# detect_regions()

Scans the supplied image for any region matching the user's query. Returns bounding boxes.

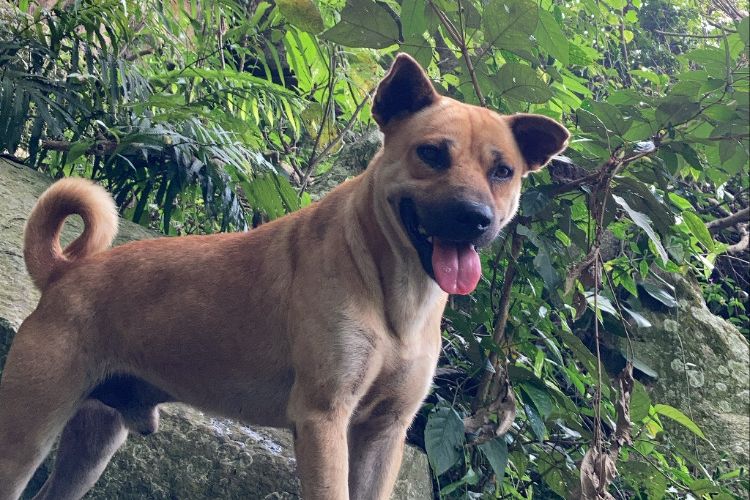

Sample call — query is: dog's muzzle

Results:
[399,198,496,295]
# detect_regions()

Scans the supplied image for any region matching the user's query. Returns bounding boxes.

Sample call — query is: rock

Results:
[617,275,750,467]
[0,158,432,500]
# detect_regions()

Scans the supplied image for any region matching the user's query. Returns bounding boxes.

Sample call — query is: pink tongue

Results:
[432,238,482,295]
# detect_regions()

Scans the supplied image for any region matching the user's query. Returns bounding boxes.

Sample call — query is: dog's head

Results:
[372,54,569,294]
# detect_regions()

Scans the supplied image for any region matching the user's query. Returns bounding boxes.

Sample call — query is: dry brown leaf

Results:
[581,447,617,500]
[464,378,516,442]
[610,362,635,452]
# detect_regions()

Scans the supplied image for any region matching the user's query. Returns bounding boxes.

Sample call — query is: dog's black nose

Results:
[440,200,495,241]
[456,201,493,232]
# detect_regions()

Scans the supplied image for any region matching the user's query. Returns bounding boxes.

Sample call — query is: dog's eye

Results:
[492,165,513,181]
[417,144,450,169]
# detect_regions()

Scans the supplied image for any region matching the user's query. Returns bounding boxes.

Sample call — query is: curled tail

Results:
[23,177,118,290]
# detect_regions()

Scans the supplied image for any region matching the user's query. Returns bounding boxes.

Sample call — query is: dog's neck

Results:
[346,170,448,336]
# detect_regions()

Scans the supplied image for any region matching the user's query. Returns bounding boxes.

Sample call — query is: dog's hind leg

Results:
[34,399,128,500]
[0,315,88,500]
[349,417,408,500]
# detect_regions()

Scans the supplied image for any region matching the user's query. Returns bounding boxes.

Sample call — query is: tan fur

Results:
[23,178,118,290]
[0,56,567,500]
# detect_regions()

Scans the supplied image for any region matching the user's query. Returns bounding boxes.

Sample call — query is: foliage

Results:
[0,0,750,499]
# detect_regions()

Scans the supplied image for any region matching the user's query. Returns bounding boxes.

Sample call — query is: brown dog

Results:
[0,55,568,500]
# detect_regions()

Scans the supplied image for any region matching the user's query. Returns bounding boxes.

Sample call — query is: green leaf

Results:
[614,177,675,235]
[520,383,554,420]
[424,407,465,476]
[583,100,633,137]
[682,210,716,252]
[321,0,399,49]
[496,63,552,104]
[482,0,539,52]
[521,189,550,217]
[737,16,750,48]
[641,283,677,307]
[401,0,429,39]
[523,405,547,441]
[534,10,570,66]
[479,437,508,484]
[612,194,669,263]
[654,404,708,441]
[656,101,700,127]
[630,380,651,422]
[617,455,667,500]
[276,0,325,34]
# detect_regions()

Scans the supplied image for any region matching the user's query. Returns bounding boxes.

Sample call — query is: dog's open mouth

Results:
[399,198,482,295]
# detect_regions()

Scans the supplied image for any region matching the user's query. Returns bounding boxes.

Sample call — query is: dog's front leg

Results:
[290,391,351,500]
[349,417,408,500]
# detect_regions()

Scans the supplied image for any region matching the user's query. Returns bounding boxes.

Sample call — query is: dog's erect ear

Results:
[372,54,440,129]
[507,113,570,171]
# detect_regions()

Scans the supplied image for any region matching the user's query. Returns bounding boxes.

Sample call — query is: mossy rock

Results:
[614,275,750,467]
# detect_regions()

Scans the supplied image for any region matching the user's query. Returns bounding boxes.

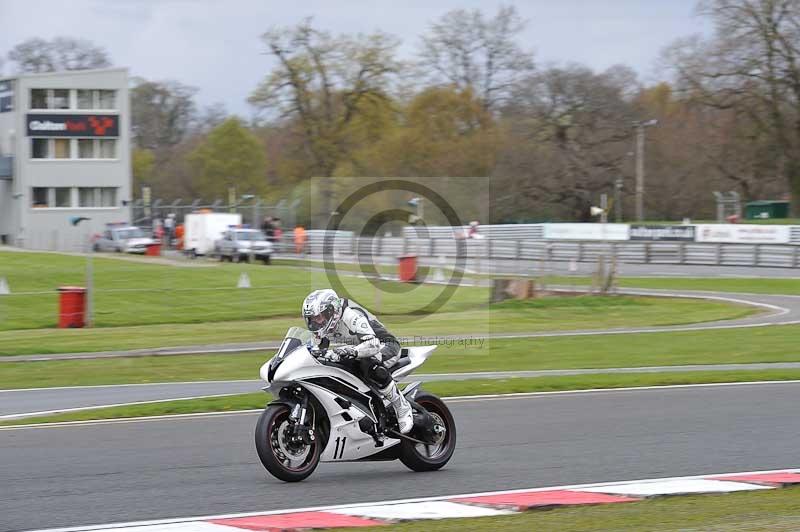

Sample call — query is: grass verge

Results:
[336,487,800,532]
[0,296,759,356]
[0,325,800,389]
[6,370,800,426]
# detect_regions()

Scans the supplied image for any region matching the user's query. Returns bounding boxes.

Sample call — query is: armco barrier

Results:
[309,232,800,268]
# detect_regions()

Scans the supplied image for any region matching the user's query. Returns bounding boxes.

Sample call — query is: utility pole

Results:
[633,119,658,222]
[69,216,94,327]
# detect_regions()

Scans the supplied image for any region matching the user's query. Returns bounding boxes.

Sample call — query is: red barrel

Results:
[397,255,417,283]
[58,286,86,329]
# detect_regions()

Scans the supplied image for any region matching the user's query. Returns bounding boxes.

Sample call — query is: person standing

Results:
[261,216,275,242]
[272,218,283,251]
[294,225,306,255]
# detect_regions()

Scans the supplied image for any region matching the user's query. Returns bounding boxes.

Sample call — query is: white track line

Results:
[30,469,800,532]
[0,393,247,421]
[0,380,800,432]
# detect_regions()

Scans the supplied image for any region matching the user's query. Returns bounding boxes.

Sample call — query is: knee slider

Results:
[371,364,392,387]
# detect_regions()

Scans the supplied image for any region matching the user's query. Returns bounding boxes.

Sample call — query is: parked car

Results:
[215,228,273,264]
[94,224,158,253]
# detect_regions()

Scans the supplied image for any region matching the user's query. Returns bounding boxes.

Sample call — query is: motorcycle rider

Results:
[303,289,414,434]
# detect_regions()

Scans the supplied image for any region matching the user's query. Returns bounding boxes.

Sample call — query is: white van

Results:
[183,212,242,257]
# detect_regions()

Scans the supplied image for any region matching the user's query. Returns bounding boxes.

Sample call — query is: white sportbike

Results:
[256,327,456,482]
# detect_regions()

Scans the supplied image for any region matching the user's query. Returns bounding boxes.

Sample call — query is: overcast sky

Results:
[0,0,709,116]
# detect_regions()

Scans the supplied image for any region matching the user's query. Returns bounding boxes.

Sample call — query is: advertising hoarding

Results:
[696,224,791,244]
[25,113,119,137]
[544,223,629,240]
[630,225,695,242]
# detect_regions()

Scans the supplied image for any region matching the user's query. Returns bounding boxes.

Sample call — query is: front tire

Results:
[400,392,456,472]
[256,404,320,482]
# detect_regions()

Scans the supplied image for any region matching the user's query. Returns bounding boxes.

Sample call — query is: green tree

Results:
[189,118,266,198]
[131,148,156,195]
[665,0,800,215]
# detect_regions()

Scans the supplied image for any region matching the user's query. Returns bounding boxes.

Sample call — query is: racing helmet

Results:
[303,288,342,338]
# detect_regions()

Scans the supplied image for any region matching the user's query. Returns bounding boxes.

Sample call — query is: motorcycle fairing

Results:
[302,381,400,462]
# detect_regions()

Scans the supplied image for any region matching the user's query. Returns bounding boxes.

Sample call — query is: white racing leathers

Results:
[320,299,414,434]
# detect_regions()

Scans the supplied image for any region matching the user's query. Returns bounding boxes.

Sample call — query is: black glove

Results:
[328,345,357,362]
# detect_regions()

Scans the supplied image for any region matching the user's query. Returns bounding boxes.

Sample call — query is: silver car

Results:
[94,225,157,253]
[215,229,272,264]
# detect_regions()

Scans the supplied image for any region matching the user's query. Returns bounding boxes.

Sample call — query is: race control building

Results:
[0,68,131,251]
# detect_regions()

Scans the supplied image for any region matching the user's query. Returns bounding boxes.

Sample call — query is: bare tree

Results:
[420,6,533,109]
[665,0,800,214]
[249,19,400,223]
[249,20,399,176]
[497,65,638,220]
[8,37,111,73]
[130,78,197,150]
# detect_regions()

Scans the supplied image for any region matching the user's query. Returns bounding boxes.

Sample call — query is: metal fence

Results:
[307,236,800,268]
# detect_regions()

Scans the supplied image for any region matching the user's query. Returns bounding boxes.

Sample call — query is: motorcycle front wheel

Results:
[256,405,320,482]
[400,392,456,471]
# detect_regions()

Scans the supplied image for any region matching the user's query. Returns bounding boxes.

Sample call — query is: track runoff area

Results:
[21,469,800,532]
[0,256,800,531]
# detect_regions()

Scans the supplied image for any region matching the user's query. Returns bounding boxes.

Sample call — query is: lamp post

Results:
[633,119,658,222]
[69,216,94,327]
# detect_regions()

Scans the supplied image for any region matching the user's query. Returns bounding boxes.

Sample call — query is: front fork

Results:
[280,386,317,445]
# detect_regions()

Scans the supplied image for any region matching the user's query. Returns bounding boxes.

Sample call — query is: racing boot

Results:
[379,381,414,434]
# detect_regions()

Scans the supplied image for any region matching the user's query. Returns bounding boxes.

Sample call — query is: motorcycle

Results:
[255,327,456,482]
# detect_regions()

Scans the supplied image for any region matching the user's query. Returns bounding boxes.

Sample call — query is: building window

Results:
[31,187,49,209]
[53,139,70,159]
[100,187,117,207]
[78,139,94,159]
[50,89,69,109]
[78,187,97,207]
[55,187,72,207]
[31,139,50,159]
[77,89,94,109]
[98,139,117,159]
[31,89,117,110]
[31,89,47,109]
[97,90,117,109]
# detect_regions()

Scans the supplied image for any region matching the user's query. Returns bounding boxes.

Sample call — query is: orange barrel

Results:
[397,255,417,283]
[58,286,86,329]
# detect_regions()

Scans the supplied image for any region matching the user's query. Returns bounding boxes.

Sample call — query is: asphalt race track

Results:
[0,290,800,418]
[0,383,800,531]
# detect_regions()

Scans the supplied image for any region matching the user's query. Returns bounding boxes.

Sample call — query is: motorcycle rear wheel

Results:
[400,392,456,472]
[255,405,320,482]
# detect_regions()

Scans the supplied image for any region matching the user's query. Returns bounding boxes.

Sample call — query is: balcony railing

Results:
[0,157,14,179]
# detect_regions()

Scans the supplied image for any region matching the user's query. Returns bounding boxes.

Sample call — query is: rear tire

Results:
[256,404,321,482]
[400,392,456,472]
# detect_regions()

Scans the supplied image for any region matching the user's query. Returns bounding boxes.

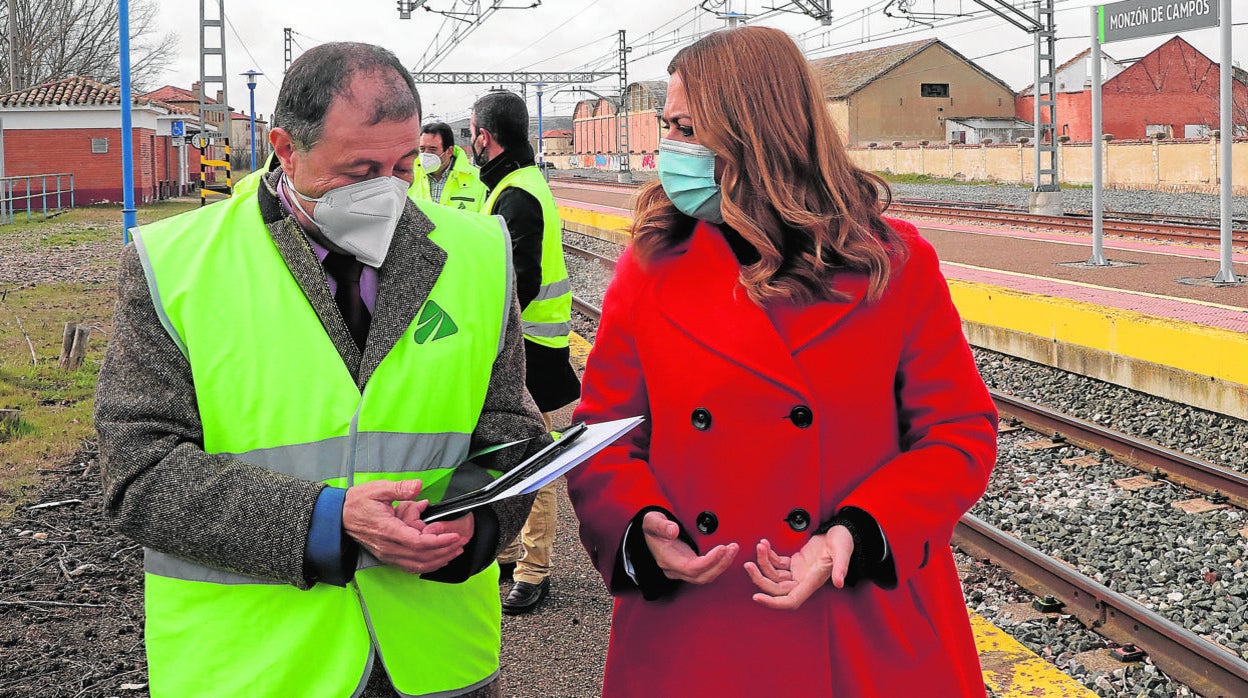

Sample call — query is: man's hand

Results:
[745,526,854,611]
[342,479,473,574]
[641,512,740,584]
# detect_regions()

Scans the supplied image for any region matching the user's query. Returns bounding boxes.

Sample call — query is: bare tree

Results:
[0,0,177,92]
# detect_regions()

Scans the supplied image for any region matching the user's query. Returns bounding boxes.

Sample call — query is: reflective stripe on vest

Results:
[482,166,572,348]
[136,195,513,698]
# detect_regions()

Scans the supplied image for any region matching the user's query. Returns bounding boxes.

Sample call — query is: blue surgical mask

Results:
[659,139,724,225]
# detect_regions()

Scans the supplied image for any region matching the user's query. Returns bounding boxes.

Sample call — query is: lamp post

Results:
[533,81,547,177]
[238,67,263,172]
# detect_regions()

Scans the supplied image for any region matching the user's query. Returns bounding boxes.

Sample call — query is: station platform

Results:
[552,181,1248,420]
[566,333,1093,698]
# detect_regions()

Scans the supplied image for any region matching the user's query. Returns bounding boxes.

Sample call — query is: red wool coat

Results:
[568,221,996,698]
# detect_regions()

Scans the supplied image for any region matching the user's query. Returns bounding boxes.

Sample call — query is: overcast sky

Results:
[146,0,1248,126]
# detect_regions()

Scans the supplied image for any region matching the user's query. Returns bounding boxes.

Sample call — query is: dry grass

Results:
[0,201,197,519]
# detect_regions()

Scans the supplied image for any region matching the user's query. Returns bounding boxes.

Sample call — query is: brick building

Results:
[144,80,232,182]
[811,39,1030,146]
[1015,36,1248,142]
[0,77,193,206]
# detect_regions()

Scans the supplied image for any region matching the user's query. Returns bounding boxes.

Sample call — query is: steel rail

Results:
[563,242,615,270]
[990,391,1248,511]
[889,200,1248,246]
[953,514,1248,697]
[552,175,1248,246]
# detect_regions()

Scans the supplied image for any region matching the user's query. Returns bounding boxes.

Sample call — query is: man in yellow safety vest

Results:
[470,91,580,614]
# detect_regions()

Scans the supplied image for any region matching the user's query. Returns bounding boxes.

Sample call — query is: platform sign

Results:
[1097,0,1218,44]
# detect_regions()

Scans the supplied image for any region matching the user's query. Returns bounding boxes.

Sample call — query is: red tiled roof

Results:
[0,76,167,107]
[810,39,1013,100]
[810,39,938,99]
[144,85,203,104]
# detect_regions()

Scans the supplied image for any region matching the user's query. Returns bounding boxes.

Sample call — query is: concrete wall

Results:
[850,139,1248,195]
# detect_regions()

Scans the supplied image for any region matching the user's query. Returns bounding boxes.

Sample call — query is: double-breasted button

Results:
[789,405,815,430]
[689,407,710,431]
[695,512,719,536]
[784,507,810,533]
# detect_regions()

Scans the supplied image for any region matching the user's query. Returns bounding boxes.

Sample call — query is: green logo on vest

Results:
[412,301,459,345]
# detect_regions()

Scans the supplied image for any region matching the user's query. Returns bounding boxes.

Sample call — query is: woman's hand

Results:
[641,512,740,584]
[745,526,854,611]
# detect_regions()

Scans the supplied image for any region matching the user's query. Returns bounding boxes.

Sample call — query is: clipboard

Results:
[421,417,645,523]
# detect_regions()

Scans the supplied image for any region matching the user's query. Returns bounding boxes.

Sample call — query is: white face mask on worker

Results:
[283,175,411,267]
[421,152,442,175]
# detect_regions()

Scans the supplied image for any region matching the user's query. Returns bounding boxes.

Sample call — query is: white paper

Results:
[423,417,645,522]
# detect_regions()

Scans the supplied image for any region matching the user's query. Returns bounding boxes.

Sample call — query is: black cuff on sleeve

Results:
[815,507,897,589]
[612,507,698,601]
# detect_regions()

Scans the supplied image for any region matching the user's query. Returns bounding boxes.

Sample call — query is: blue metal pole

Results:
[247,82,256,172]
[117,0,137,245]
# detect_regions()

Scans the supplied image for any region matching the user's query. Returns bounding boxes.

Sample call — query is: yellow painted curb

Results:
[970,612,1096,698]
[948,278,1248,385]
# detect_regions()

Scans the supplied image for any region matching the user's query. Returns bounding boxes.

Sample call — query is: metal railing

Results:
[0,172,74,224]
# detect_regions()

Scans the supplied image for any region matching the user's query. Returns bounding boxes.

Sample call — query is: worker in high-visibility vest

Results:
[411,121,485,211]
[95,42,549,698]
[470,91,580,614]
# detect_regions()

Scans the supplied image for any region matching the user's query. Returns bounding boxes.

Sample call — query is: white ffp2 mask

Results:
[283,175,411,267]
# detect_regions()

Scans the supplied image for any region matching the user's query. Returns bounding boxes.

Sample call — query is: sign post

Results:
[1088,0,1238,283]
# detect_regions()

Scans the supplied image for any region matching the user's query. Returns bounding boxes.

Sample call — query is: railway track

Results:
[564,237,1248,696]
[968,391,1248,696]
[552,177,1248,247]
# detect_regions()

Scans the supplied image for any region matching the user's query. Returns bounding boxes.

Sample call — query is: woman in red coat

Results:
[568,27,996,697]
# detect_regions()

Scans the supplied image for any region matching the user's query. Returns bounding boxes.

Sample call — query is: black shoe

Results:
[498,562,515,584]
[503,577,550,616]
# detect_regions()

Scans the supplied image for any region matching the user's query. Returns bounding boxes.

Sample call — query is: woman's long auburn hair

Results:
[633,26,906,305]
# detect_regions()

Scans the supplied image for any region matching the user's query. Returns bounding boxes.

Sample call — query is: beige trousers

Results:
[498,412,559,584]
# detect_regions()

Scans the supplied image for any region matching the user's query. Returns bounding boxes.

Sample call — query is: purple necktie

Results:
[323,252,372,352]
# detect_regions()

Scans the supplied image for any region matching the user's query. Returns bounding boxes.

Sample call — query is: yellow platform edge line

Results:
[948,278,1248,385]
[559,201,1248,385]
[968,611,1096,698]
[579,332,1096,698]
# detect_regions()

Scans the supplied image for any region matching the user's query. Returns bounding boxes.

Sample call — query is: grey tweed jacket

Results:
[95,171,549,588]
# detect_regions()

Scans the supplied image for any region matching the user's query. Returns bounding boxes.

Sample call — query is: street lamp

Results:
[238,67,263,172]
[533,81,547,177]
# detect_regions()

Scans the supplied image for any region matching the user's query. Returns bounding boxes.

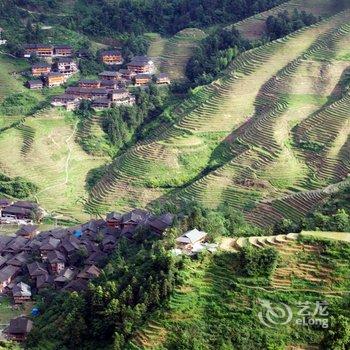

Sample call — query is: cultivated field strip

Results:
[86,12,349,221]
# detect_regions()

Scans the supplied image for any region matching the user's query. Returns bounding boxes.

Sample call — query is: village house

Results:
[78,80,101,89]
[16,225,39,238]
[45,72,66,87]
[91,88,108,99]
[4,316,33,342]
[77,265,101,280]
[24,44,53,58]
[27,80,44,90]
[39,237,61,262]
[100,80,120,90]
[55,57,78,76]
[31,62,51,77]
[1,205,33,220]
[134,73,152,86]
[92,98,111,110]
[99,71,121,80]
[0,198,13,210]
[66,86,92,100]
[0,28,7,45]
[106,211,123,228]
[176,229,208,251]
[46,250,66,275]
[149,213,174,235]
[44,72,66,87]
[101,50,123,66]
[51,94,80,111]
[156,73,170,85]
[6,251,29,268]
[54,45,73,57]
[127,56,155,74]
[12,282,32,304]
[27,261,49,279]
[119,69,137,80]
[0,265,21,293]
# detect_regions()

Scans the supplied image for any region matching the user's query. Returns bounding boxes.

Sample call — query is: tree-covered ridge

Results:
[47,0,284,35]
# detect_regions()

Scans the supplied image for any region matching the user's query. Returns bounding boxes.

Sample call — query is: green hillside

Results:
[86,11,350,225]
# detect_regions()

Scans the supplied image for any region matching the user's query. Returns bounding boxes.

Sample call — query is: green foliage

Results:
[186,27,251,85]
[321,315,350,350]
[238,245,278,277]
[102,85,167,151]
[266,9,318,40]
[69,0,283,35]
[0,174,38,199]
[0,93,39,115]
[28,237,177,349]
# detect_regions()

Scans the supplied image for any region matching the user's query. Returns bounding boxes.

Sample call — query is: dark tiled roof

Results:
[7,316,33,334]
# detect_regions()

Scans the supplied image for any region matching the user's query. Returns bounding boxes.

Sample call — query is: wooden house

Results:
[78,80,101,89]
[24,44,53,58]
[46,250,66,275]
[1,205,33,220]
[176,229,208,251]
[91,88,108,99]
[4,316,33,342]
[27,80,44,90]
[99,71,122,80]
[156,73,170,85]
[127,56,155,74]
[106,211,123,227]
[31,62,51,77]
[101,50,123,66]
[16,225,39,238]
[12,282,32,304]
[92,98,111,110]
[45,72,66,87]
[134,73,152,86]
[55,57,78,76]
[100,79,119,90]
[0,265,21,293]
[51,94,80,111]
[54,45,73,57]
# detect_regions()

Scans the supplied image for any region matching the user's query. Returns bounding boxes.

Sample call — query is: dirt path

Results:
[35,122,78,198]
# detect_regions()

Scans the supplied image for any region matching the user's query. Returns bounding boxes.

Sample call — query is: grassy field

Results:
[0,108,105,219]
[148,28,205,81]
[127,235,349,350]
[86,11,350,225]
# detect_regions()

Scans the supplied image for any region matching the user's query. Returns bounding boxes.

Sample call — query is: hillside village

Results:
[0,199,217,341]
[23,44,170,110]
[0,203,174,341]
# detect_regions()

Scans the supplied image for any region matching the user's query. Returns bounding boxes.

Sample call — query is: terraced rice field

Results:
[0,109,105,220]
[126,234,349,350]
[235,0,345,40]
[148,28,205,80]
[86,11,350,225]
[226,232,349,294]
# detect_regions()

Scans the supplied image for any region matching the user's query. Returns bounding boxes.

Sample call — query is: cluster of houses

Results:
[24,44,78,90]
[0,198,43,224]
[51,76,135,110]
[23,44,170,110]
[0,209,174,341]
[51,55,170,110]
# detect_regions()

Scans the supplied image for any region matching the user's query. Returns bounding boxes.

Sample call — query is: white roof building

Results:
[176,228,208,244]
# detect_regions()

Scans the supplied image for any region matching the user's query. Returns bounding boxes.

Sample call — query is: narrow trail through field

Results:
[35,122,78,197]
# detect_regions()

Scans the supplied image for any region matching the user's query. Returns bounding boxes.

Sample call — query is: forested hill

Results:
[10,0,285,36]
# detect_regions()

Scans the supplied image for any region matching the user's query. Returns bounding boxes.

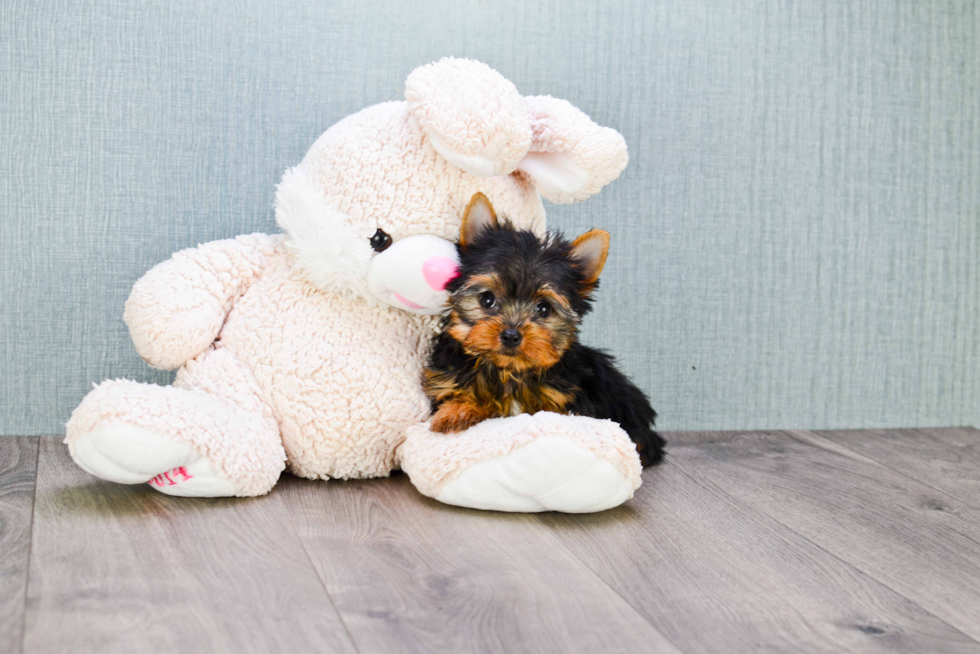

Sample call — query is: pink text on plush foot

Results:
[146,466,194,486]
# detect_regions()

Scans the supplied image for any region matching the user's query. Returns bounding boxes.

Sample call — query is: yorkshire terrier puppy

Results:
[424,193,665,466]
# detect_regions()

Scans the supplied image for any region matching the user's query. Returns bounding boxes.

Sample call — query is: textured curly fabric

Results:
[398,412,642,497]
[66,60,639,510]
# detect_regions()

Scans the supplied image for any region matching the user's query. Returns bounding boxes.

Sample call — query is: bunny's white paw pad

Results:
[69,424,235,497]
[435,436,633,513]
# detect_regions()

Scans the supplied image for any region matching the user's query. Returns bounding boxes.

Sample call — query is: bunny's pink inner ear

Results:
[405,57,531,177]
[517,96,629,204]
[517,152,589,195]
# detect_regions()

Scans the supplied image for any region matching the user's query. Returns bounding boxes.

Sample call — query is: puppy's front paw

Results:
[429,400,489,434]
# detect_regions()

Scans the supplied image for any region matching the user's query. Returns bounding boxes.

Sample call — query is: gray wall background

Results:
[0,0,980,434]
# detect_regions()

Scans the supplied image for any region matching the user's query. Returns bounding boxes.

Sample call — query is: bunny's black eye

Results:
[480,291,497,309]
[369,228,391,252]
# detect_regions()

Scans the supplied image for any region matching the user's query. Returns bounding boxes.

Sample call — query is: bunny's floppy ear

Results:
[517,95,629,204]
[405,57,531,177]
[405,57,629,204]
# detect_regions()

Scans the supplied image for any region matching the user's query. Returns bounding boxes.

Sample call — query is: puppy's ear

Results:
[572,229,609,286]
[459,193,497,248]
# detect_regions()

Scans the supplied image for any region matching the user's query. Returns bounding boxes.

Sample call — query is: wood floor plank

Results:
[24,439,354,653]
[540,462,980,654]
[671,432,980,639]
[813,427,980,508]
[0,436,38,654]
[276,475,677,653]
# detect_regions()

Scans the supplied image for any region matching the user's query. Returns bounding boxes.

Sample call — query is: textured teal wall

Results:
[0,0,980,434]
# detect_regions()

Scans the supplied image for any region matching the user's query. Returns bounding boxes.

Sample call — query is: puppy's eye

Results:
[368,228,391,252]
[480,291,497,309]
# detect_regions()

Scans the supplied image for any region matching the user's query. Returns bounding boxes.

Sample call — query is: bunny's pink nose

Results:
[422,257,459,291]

┄┄┄┄┄┄┄┄┄┄

- [Anweisung]
Sammle aus den Einträgen oben jede Zeile, in der das Wort „woman“ vorkommt, und gib diese Zeilen unverändert wieder.

- [Ergebnis]
Sample call — query is: woman's hand
Sample call — query is: woman in red coat
Sample call — query is: woman's long auburn hair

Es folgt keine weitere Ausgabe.